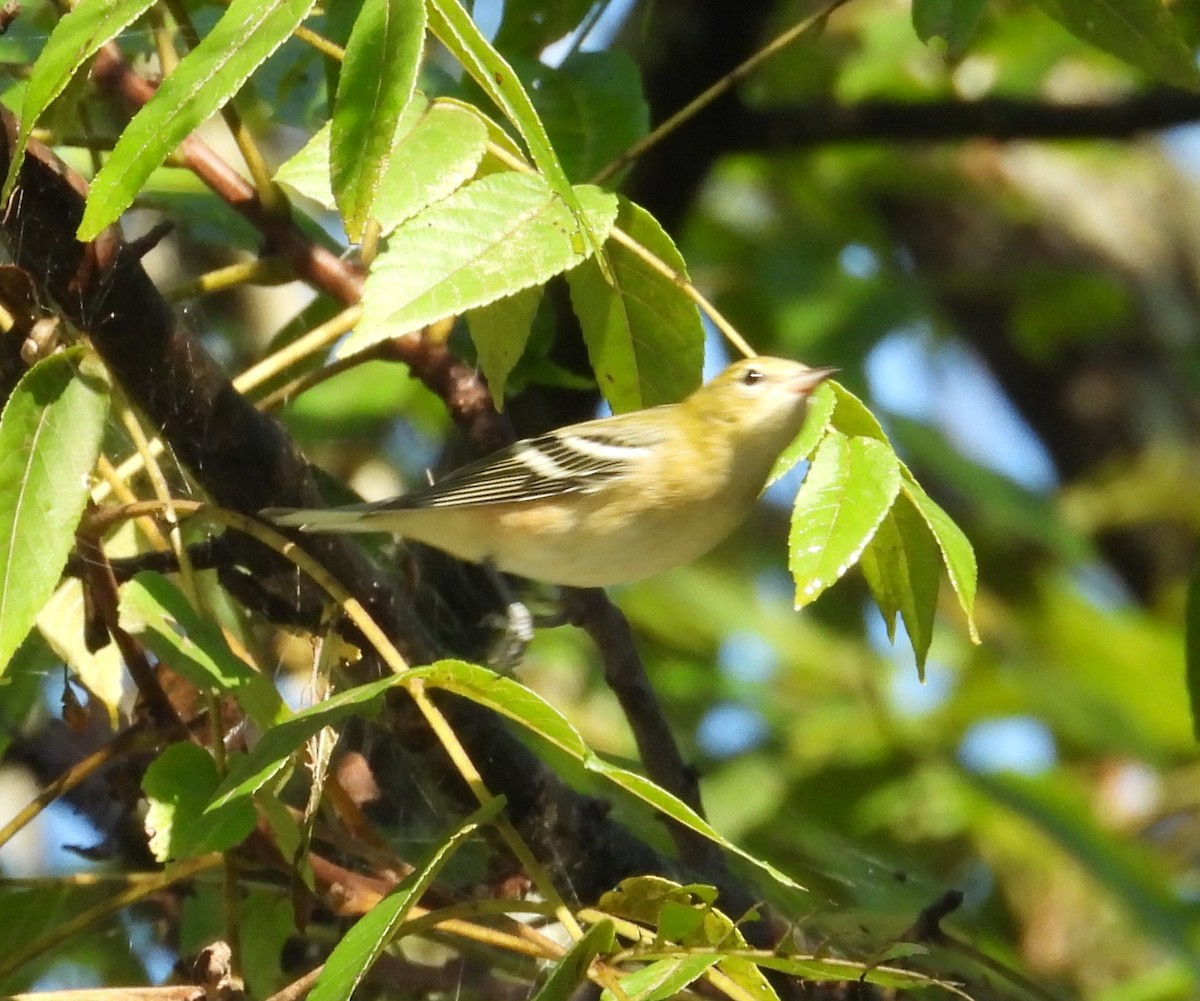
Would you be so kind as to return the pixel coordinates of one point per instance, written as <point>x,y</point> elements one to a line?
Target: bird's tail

* * *

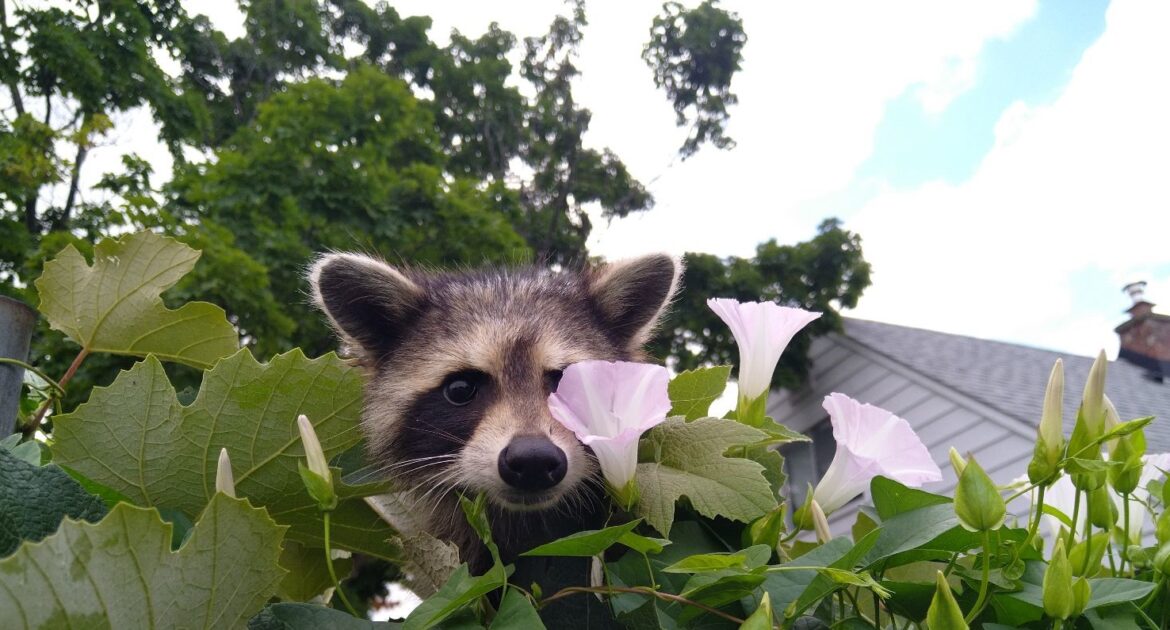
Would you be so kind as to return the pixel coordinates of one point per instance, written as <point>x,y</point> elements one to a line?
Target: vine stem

--

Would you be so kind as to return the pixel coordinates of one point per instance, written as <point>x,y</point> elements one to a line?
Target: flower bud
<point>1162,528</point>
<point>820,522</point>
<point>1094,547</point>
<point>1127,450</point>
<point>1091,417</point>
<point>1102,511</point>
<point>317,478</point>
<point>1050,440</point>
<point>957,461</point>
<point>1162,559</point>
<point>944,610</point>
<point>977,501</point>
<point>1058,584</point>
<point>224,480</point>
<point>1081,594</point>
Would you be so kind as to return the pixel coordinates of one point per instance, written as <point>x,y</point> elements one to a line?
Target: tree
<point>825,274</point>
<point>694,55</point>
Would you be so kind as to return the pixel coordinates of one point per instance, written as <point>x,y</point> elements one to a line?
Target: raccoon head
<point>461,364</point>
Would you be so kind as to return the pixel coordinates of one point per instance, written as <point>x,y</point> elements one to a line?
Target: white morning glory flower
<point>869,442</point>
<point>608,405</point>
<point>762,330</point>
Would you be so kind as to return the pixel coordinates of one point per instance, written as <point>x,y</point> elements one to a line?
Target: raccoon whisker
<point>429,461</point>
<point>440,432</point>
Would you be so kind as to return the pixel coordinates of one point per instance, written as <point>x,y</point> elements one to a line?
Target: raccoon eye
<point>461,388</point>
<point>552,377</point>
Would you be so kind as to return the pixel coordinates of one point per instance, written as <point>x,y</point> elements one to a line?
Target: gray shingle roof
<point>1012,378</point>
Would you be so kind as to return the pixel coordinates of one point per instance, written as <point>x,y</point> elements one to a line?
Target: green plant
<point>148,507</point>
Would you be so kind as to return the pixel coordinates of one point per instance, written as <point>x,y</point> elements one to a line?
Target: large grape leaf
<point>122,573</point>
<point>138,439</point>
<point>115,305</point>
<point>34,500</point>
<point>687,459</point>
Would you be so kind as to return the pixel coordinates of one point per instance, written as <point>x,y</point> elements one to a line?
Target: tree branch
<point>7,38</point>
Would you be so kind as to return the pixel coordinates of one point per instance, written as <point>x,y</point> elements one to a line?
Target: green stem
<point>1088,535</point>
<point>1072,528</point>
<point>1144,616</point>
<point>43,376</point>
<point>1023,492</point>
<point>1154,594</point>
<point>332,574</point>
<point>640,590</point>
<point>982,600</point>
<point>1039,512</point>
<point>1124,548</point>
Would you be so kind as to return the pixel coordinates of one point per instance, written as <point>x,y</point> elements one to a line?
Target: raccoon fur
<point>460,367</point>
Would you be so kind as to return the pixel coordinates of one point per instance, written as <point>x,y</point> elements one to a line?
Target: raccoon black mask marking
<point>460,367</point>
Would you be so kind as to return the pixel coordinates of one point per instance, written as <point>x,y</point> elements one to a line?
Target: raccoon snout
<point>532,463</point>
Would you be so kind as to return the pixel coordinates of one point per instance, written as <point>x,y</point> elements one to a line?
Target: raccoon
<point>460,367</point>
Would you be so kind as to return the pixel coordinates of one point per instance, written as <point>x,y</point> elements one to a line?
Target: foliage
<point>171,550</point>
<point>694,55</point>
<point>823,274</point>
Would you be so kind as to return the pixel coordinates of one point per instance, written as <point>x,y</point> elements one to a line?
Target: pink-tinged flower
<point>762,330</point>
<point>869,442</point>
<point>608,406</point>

- [Task]
Select and copy every line in the lines above that contains the word "raccoon", matching its case exactly.

- [Response to this exercise]
Target: raccoon head
Target: raccoon whisker
Target: raccoon eye
Target: raccoon fur
Target: raccoon black mask marking
Target: raccoon snout
Target: raccoon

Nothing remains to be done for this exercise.